• _TEXT SEGMENT_
- - -

## RandomForest

In [1]:
import pandas as pd
import numpy as np
from sklearn.model_selection import train_test_split
from sklearn.metrics import roc_auc_score
from sklearn.preprocessing import StandardScaler
from sklearn.preprocessing import OneHotEncoder, OrdinalEncoder
from sklearn.compose import ColumnTransformer
from sklearn.pipeline import Pipeline
from sklearn.ensemble import RandomForestClassifier
from sklearn.model_selection import RandomizedSearchCV, StratifiedKFold
from skopt import BayesSearchCV

In [22]:
train_df = pd.read_csv("dataset/train.csv")
test_df = pd.read_csv("dataset/test.csv")

In [3]:
train_df.shape

(700000, 26)

In [4]:
print(train_df['diagnosed_diabetes'].value_counts())
print(train_df['diagnosed_diabetes'].value_counts(normalize=True))

diagnosed_diabetes
1.0    436307
0.0    263693
Name: count, dtype: int64
diagnosed_diabetes
1.0    0.623296
0.0    0.376704
Name: proportion, dtype: float64


In [3]:
cat_cols = train_df.select_dtypes(include='object').columns
cat_cols

Index(['gender', 'ethnicity', 'education_level', 'income_level',
       'smoking_status', 'employment_status'],
      dtype='object')

In [4]:
for c in ['age','bmi','systolic_bp','diastolic_bp','sleep_hours_per_day','alcohol_consumption_per_week']:
    if c in train_df.columns:
        print(f"\n{c} - min/max/median: ", train_df[c].min(), train_df[c].max(), train_df[c].median())



age - min/max/median:  19 89 50.0

bmi - min/max/median:  15.1 38.4 25.9

systolic_bp - min/max/median:  91 163 116.0

diastolic_bp - min/max/median:  51 104 75.0

sleep_hours_per_day - min/max/median:  3.1 9.9 7.0

alcohol_consumption_per_week - min/max/median:  1 9 2.0


In [7]:
print("\nDuplicate ids in train:", train_df['id'].duplicated().sum())


Duplicate ids in train: 0


In [None]:
# 1. Working copies (safe practice)
train = train_df.copy()

# 2. Separate target variable
y = train["diagnosed_diabetes"]
X = train.drop(columns=["diagnosed_diabetes", "id"])
test = test_df.drop(columns=["id"])

In [6]:
nominal_cols = ['gender', 'ethnicity', 'employment_status']
ordinal_cols = ['education_level', 'income_level', 'smoking_status']

# Define the order for ordinal features
education_order = ["No formal", "Highschool", "Graduate", "Postgraduate"]  
income_order    = ["Low", "Lower-Middle", "Middle", "Upper-Middle", "High"]
smoking_order   = ["Never", "Current", "Former"]

In [20]:
# Nominal -> OneHot (binary indicators). Creates a new column for each category.

- - -

• _WORK TO COMPLETE_
Extend the RandomForest diabetes notebook, picking up right after its last line. The data that comes next can be ignored.

• _AVAILABLE DATA_
- - -

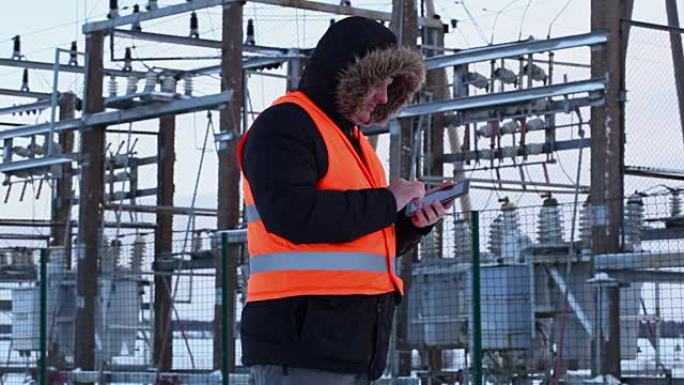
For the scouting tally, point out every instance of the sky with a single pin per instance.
(654, 136)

- - -

• _ANSWER TO THE PROBLEM_
nominal_transformer = OneHotEncoder(handle_unknown='ignore', sparse_output=False)
# Ordinal -> integer encoding with defined order. Assigns integer values based on order.
ordinal_transformer = OrdinalEncoder(
    categories=[education_order, income_order, smoking_order],
    dtype=int
)

In [21]:
preprocessor = ColumnTransformer(
    transformers=[
        ("nominal", nominal_transformer, nominal_cols),
        ("ordinal", ordinal_transformer, ordinal_cols)
    ],
    remainder="passthrough" # keeps continuous columns as is. Numeric columns (passthrough) → converted to NumPy array
)

In [9]:
X_prepared = preprocessor.fit_transform(X)

In [12]:
# Single split
X_train, X_val, y_train, y_val = train_test_split(
    X, y,
    test_size=0.2,
    stratify=y, # preserving target class distribution in train and val sets
    random_state=42
)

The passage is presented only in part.